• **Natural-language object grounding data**
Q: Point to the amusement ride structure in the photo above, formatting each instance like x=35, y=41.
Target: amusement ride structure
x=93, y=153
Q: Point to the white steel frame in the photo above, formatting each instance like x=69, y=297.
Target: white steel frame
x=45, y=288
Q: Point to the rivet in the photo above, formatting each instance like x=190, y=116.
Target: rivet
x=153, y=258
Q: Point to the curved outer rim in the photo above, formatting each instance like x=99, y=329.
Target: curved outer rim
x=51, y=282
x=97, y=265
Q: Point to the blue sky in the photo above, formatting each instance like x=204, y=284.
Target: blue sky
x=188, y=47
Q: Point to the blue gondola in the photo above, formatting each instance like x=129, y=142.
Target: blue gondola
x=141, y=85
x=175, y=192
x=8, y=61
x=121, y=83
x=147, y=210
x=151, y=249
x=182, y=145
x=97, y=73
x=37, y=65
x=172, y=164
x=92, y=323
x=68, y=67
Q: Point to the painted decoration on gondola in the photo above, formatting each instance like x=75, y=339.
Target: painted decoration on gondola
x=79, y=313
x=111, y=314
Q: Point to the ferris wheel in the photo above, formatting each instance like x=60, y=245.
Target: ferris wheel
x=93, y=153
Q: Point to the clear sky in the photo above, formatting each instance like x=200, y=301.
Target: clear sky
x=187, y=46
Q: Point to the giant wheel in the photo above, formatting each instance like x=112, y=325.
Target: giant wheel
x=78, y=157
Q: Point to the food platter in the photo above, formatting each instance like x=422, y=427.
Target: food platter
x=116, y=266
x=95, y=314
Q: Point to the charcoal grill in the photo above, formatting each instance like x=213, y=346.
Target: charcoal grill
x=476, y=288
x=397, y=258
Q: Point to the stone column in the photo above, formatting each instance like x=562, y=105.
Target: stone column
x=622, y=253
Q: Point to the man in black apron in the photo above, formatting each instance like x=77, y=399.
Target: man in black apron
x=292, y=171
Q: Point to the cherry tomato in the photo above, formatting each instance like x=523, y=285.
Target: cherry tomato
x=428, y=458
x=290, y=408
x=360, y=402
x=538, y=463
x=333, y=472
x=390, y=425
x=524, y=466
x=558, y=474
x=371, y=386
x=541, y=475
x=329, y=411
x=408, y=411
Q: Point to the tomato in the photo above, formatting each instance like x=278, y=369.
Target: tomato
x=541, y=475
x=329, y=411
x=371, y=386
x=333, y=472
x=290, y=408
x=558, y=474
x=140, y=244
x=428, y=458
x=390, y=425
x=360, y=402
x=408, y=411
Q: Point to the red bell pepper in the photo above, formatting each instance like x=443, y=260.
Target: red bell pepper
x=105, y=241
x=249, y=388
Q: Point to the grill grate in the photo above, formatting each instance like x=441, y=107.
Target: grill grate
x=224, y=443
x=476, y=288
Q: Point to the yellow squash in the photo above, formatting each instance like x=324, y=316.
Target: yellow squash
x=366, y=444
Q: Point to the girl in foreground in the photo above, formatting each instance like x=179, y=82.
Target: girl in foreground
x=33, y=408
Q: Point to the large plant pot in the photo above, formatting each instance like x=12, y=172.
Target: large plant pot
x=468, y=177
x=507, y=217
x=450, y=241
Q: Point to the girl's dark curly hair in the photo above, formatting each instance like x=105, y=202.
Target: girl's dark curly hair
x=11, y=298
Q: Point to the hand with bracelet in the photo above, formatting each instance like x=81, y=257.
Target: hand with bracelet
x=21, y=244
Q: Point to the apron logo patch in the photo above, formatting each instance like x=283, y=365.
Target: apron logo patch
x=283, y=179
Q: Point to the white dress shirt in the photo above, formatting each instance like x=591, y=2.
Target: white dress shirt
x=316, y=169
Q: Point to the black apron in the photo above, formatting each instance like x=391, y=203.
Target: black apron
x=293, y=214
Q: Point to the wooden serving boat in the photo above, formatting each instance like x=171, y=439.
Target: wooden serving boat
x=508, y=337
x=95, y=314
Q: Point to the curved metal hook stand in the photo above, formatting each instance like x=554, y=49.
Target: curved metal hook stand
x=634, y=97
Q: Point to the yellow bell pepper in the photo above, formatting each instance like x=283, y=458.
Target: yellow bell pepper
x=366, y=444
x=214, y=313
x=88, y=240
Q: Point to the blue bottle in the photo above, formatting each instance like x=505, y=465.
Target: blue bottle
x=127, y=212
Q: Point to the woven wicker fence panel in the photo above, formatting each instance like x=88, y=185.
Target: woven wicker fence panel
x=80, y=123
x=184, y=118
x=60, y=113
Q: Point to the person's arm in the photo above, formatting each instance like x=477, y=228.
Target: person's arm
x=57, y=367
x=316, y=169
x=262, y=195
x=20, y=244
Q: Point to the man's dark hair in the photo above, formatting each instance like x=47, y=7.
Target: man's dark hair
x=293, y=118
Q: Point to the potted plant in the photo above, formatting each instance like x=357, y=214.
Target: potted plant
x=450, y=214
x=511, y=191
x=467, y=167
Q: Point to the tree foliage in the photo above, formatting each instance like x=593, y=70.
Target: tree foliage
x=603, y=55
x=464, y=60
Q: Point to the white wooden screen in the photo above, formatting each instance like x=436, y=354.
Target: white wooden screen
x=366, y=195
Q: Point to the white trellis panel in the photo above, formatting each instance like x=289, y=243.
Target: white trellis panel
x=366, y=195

• **Prompt**
Once you reach the line with "Target: ferris wheel" in the data above, copy it and every line after it exactly, up to and including the line with "Q: Point to the tomato".

• **Response to this task**
Target: ferris wheel
x=93, y=153
Q: Point to the clear sky in the photo above, formatting each instance like x=200, y=301.
Target: clear sky
x=187, y=46
Q: Point to the giant wheel in the photo above, formatting each instance like x=112, y=325.
Target: giant wheel
x=78, y=157
Q: Point to the food platter in the photo above, formatting each instance like x=422, y=427.
Target: food platter
x=116, y=266
x=95, y=314
Q: Point to the charcoal grill in the photo above, formatting each instance like x=213, y=346.
Target: charcoal grill
x=476, y=288
x=397, y=258
Q: Point to the stone column in the photo above, formatting each instance like x=562, y=105.
Target: stone column
x=622, y=253
Q: Point to the man in black apron in the photo above, formatting each instance like x=77, y=399.
Target: man in black apron
x=292, y=171
Q: Point to the cherry tomato in the photo above, formatting each instance like x=523, y=285.
Target: cherry tomato
x=428, y=458
x=290, y=408
x=360, y=402
x=538, y=463
x=333, y=472
x=390, y=425
x=524, y=466
x=558, y=474
x=371, y=386
x=541, y=475
x=329, y=411
x=408, y=411
Q: Point to the tomato in the photo above, formatting each instance like x=278, y=369.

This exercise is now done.